**Exercise:** Line by line, copy the records below exactly and leave the pictures out.

Point localization data
· · ·

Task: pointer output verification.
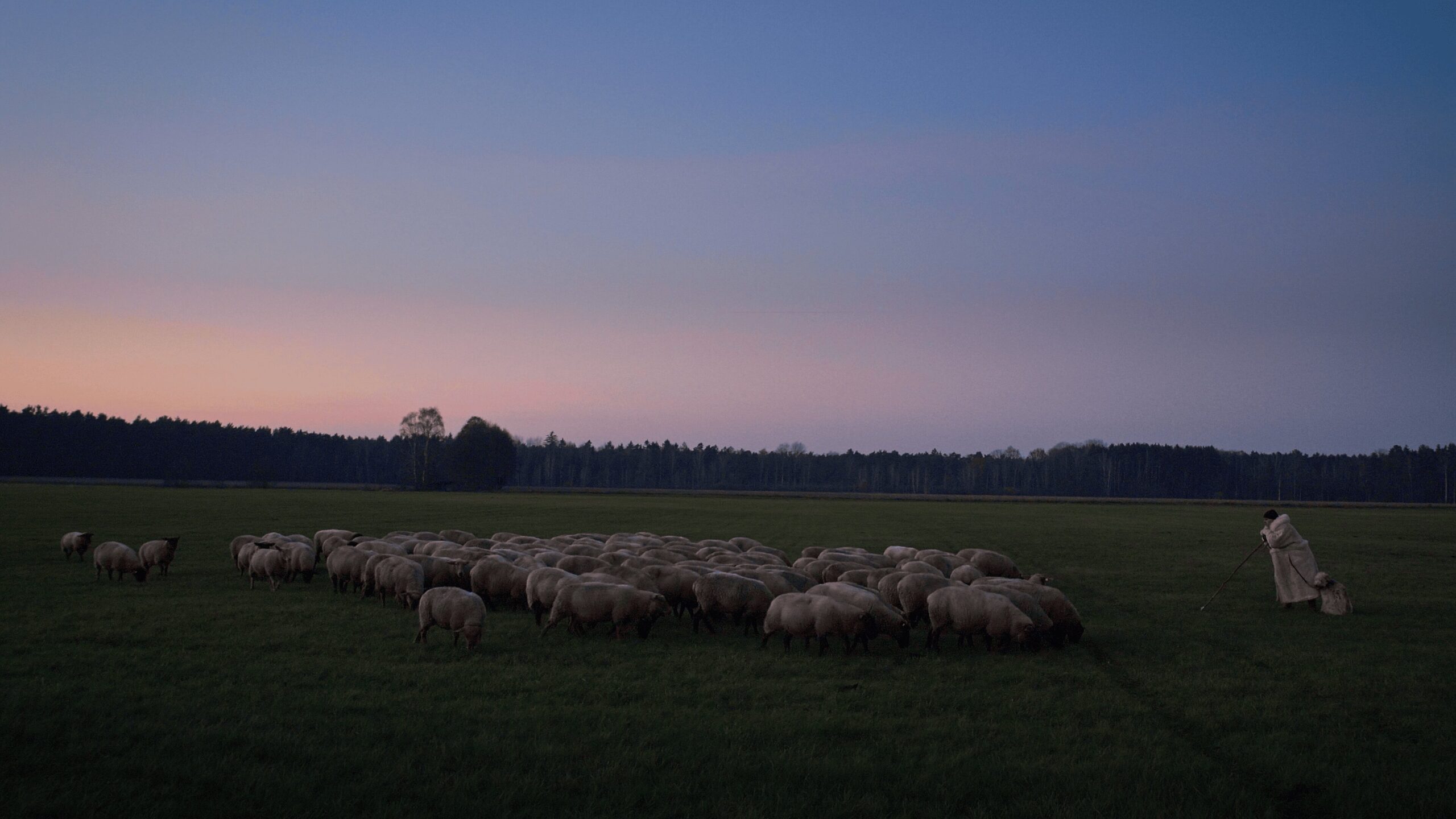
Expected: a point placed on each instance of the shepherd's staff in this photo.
(1263, 545)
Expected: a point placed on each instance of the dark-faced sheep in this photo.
(970, 611)
(270, 564)
(541, 589)
(453, 608)
(992, 564)
(159, 554)
(76, 543)
(120, 560)
(589, 604)
(915, 589)
(886, 620)
(500, 584)
(816, 617)
(743, 599)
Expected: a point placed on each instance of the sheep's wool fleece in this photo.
(1292, 559)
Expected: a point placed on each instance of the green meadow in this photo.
(193, 696)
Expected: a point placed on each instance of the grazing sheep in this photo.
(888, 588)
(966, 574)
(270, 564)
(443, 572)
(159, 554)
(915, 589)
(346, 566)
(589, 604)
(581, 564)
(816, 617)
(76, 543)
(498, 584)
(900, 553)
(325, 534)
(541, 589)
(401, 579)
(919, 568)
(886, 620)
(677, 586)
(1028, 607)
(461, 611)
(744, 599)
(302, 560)
(239, 543)
(1334, 598)
(118, 559)
(1066, 623)
(970, 611)
(992, 564)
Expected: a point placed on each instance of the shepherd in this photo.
(1295, 568)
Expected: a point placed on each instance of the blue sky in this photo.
(900, 226)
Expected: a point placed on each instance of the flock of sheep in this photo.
(631, 581)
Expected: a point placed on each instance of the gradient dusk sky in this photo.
(852, 225)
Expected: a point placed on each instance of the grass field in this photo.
(193, 696)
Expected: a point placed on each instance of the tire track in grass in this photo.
(1296, 802)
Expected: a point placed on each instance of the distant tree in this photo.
(482, 457)
(421, 429)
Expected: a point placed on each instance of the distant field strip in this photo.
(190, 693)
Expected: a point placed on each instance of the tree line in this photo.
(40, 442)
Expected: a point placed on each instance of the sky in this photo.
(852, 225)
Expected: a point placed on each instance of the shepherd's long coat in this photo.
(1295, 564)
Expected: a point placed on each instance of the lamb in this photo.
(813, 615)
(118, 559)
(1334, 598)
(915, 589)
(589, 604)
(498, 582)
(886, 620)
(76, 543)
(270, 564)
(970, 611)
(992, 564)
(401, 579)
(742, 598)
(159, 554)
(461, 611)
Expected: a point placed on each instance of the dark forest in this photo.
(40, 442)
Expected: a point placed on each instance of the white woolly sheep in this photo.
(816, 617)
(159, 554)
(118, 559)
(453, 608)
(76, 543)
(589, 604)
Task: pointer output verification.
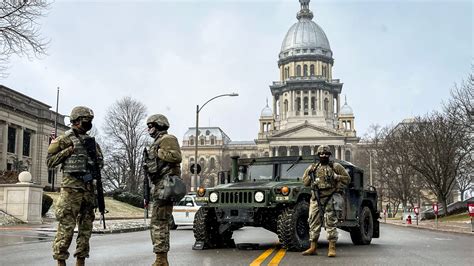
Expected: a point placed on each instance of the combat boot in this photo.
(311, 250)
(161, 259)
(80, 261)
(332, 249)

· · ·

**Solution for this exercise:**
Task: pointer output verification.
Expected: a point placed on each instance of the shepherd's staff in this photo.
(1263, 545)
Expected: a point placed on each instance of the dark-faced sheep in this photo.
(970, 611)
(270, 564)
(541, 589)
(453, 608)
(992, 564)
(159, 554)
(76, 543)
(120, 560)
(589, 604)
(915, 589)
(886, 620)
(500, 584)
(816, 617)
(743, 599)
Expected: a point placed on each instance of the sheep's wool fleece in this photo.
(1292, 559)
Expected: a point placed on each instance of the green meadow in this photo.
(193, 696)
Expected: a point placed on each instance of the grazing sheep in this photo.
(888, 588)
(966, 574)
(270, 564)
(443, 572)
(159, 554)
(915, 589)
(346, 566)
(589, 604)
(581, 564)
(816, 617)
(76, 543)
(498, 584)
(900, 553)
(325, 534)
(541, 589)
(401, 579)
(919, 568)
(886, 620)
(677, 586)
(1028, 607)
(461, 611)
(744, 599)
(302, 560)
(239, 543)
(1334, 598)
(118, 559)
(1066, 623)
(970, 611)
(992, 564)
Expected: a point placed on each instance of the shepherd in this photo.
(1295, 568)
Expected: a point placed on each instance of the blue sky in this photo.
(900, 226)
Expected: a point placed on each instance of the flock of sheep in this photo.
(631, 581)
Expected: a point placed on each instance of the gradient dusk sky in this photo.
(852, 225)
Expected: a point placed on each instance of the grass field in this photo.
(193, 696)
Expected: a point placed on each instance of the tire track in grass in this photo.
(1296, 802)
Expected: a point placed on each instance of the distant tree in this photo.
(482, 457)
(421, 429)
Expected: a point placed on each instance of the distant field strip in this photo.
(190, 693)
Expected: a point placed on each instance of the tree line in this photo.
(40, 442)
Expected: a point placed on each instance of the sky in this photo.
(852, 225)
Expected: a point placed on each instance of the shepherd's long coat in this photo.
(1295, 564)
Expected: a point placed on each instance of the lamb in this photo.
(813, 615)
(118, 559)
(1334, 598)
(915, 589)
(589, 604)
(498, 582)
(886, 620)
(76, 543)
(270, 564)
(970, 611)
(992, 564)
(401, 579)
(742, 598)
(159, 554)
(461, 611)
Expected: a point placed on each instance of the dark forest in this photo.
(40, 442)
Expected: a point placed on each instance of the white woolly sheep in this photo.
(816, 617)
(159, 554)
(118, 559)
(453, 608)
(76, 543)
(589, 604)
Task: pointer output verification.
Expected: a point placed on each instance of the combat boot in this photo.
(311, 250)
(161, 259)
(80, 261)
(332, 249)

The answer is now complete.